- PROBLEM STATEMENT -
Please copy these records exactly, line for line.

Stored dataset records
= = = = =

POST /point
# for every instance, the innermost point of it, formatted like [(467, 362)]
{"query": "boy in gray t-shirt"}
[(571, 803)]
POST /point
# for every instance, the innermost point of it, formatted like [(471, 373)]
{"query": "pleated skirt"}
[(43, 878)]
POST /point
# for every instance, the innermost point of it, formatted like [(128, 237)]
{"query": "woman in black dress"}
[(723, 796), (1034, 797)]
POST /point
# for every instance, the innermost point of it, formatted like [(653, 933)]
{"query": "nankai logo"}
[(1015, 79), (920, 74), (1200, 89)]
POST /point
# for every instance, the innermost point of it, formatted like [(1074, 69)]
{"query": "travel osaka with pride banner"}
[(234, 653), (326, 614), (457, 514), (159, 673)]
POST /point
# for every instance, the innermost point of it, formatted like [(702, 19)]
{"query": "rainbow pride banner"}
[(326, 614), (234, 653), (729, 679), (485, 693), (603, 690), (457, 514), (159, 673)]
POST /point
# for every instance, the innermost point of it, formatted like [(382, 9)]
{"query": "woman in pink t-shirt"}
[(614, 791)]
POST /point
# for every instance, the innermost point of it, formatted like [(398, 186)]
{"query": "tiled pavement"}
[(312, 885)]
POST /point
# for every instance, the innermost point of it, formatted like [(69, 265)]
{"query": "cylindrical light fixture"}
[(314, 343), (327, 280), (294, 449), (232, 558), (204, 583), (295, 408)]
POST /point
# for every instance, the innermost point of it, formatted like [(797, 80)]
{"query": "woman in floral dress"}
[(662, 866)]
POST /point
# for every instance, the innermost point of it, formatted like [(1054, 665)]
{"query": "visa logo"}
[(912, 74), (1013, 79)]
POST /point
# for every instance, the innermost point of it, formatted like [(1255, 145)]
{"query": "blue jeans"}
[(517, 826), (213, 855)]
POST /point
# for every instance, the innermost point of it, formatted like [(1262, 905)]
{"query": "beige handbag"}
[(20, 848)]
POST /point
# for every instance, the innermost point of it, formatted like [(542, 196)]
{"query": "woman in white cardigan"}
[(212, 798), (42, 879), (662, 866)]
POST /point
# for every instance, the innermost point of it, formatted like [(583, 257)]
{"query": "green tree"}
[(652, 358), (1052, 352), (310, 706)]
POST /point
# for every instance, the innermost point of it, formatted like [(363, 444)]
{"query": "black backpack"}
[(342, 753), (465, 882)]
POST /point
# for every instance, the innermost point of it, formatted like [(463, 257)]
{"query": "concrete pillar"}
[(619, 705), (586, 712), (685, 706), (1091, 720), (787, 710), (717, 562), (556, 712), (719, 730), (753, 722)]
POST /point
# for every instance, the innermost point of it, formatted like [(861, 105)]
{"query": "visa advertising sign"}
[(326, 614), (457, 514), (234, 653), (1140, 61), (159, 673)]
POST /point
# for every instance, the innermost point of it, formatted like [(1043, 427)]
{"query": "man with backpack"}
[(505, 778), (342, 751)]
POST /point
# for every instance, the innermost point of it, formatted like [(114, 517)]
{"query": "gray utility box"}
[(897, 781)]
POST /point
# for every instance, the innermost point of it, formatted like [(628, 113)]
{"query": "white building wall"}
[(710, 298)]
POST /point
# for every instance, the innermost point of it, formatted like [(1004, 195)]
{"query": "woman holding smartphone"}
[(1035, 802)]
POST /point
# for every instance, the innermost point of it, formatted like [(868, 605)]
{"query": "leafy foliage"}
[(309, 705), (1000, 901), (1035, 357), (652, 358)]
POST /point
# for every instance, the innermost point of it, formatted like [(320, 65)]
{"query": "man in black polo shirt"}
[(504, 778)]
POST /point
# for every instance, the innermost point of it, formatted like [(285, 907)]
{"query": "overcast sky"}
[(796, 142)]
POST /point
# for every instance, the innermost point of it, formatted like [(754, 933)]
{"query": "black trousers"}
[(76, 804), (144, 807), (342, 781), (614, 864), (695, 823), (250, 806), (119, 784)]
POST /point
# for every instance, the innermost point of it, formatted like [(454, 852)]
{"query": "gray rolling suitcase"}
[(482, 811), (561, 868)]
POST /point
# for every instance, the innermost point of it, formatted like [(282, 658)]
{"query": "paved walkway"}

= = = = =

- EXPECTED ANSWER -
POST /point
# for every instance, the innermost point of it, formatted like [(467, 362)]
{"query": "boy in gray t-shirt"}
[(571, 803)]
POST /point
# for every instance, the innermost point of it, formatted like [(471, 373)]
{"query": "pleated skirt"}
[(43, 878)]
POST /point
# for every instance, the innermost point of it, formatted like [(128, 237)]
{"query": "woman in black dress"}
[(723, 796), (1034, 797)]
POST /point
# for every instance, the innermost point of it, formatted like [(653, 933)]
{"query": "nankai logo"}
[(1015, 79), (920, 74), (1200, 89)]
POST /point
# for every instance, the innermost point of it, formatted like [(1074, 69)]
{"query": "travel osaka with pride banner"}
[(234, 653), (326, 614), (457, 514), (159, 673)]
POST /point
# for every instance, the innermost point of it, formatted like [(702, 19)]
{"query": "rainbow pride banner"}
[(326, 614), (234, 653), (729, 679), (485, 693), (603, 690), (457, 514), (159, 673)]
POST /point
# for every instance, the innermost point of it, formatted like [(382, 9)]
{"query": "woman in pink t-shirt"}
[(614, 791)]
POST /point
# for every instance, the innermost point of it, formatted like [(398, 186)]
{"query": "tiled pavement"}
[(312, 885)]
POST /point
# for every instance, the innermost point of it, formatted like [(69, 265)]
{"query": "cylindrical light fixture"}
[(314, 343), (327, 280), (294, 449), (232, 558), (204, 583), (295, 408)]
POST /point
# for every instance, the innermost point of it, formatted like [(797, 80)]
{"query": "woman in floral dress"}
[(662, 866)]
POST /point
# for every instance, the innermost point of it, formatted like [(1054, 665)]
{"query": "visa logo"}
[(912, 74), (1013, 79)]
POST /point
# for every instance, the innermost point of it, formatted like [(1255, 145)]
{"query": "blue jeans"}
[(517, 826), (213, 855)]
POST /point
# for every instance, the innermost point of it, formatted like [(1262, 905)]
{"query": "beige handbag"}
[(20, 848)]
POST /point
# for every instance, the innermost point of it, formatted like [(542, 196)]
{"query": "woman in white cardigan"}
[(212, 798), (42, 879), (662, 866)]
POST /point
# for every instance, the innermost point of it, formatted like [(583, 257)]
{"query": "green tree"}
[(652, 358), (1052, 352), (310, 706)]
POST /point
# for every instance, the innermost point of it, formatted like [(363, 444)]
{"query": "black backpack"}
[(342, 753), (465, 882)]
POST /point
# for every instance, the innermost point of it, formatted like [(463, 257)]
{"query": "concrete pillar"}
[(619, 705), (586, 712), (685, 706), (1091, 720), (787, 710), (717, 562), (556, 712), (719, 730), (753, 722)]
POST /point
# for every instance, the innermost point of it, formatted like [(861, 105)]
{"query": "visa advertising sign"}
[(326, 614), (457, 514), (234, 653), (1140, 61), (159, 673)]
POST /point
# for every instance, the innermost point of it, formatted like [(1043, 427)]
{"query": "man with backpack"}
[(505, 778), (342, 751)]
POST /point
# for every instance, the innermost point of it, formatted like [(114, 517)]
{"query": "gray utility box"}
[(897, 781)]
POST /point
# for every instance, the innermost point of it, formatted like [(628, 113)]
{"query": "white building wall"}
[(710, 298)]
POST /point
# for every instance, the innermost point of it, formatted like [(1004, 195)]
{"query": "woman holding smartphone"}
[(1035, 802)]
POST /point
# for every instance, the innermost point of it, formatted like [(868, 605)]
{"query": "leafy foliage"}
[(309, 705), (1000, 901), (1035, 357), (652, 358)]
POST /point
# for every instance, the innermost point of it, formatted like [(320, 65)]
{"query": "man in black polo shirt"}
[(504, 778)]
POST /point
# for every instance, the innermost point of it, formatted like [(285, 907)]
{"query": "overcast sky"}
[(796, 142)]
POST /point
# for every instance, the innermost point of it, formatted like [(754, 933)]
{"query": "black trousers"}
[(76, 804), (144, 807), (342, 781), (614, 864), (695, 823), (250, 806), (119, 784)]
POST /point
# for every instance, the innermost point of it, formatted like [(454, 852)]
{"query": "gray rolling suitcase"}
[(482, 811), (561, 868)]
POST /point
# for every instance, the innermost point of it, formatted like [(282, 658)]
{"query": "paved walkway"}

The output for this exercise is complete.